171. Meia lua inteira

Para Edilene Fonseca

Em 1989 Caetano Veloso lança o disco Estrangeiro, que traz entre suas dez faixas a canção “Meia lua inteira”, de Carlinhos Brown. No livro Verdade tropical (1997), Caetano afirma que Brown “reúne em si os elementos de reafricanização e neopopização da cidade”, o que, sem dúvidas, coloca o criador da Timbalada na linha evolutiva da canção pós-Tropicália.
Caetano e Brown se aproximam pelo uso do jogo como recurso artístico; e por retomarem, direta ou indiretamente procedimentos utilizados pelo poeta, também baiano, Gregório de Matos. Basta lembrar a gravação de “Triste Bahia”, feita por Caetano para o disco Transa (1972), com a atualização do poema “À cidade da Bahia”, de Gregório: "Triste Bahia".
“Meia lua inteira” é um exemplo da aproximação entre Brown e Gregório (via o canto de Caetano) pois ela dialoga com a estrutura formal do soneto gregoriano “O todo sem a parte não é todo”. Através do jogo lúdico, o poema persuade o leitor a aceitar que mesmo tendo sido achado “apenas” uma parte do menino deus (um braço), esta parte deve ser adorada com a mesma fé tal e qual ali estivesse "Deus todo".
O jogo de palavras obscurece a razão, adensa a linguagem e a intenção persuasória, argumentativa e lúdica. Assim, quebra-se a linearidade da língua e o estranhamento é gerado.
A consciência da linguagem trabalhada por Gregório de Matos está presente em “Meia lua inteira” (nome de um golpe de capoeira), de Carlinhos Brown, em que o ouvinte é tentando a concluir que a meia lua é a lua inteira.

--------------------------------

> _O que fazer_:
1. Reproduza fielmente o trecho do texto sobre a canção “Meia lua inteira” que começa em “171. Meia lua” e vai até “da canção pós-Tropicália.”.
2. Dê continuidade ao texto sobre a canção “Meia lua inteira”, a partir da última frase apresentada.

> _Material fornecido_:
--------------------------------

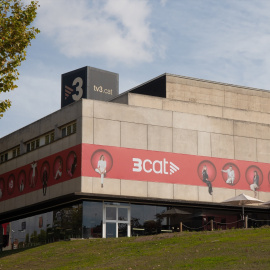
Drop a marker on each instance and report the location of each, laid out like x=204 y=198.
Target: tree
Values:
x=15 y=36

--------------------------------

> _Respostas_:
1.
171. Meia lua inteira

Para Edilene Fonseca

Em 1989 Caetano Veloso lança o disco Estrangeiro, que traz entre suas dez faixas a canção “Meia lua inteira”, de Carlinhos Brown. No livro Verdade tropical (1997), Caetano afirma que Brown “reúne em si os elementos de reafricanização e neopopização da cidade”, o que, sem dúvidas, coloca o criador da Timbalada na linha evolutiva da canção pós-Tropicália.

2.
A letra apresenta uma multiplicação de imagens do todo pela parte: o “cocar de coqueiro baixo”: remete à capoeira; “bimba e birimba”: reduções afetivas da palavra berimbau; e a expressão “taco de arame, cabaça, barriga”: partes do berimbau. Já “martelo do tribunal”: denota tanto “martelo”, um golpe de capoeira; quanto “do tribunal”: remete à ordem oficial que proibiu o jogo de capoeira por bastante tempo no Brasil.
Mas, quem é o “grande homem de movimento, pego sem documento, caminhando contra o vento”? Parece que esta proliferação de significantes que aponta, a princípio, para o próprio jogador de capoeira em seus movimentos de corpo e fugas da polícia, faz referência à letra de “Alegria, alegria”, de Caetano: “caminhando contra o vento / sem lenço, sem documento”. E também referencia a letra de “Tropicália”: “Eu organizo o movimento”.
Seja como for, "Meia lua inteira" é uma alegria sonora e rítmica em que o corpo é convidado à festa da afirmação da vida (inteira): Viva a Bahia ia ia ia ia!

***

Meia lua inteira
(Carlinhos Brown)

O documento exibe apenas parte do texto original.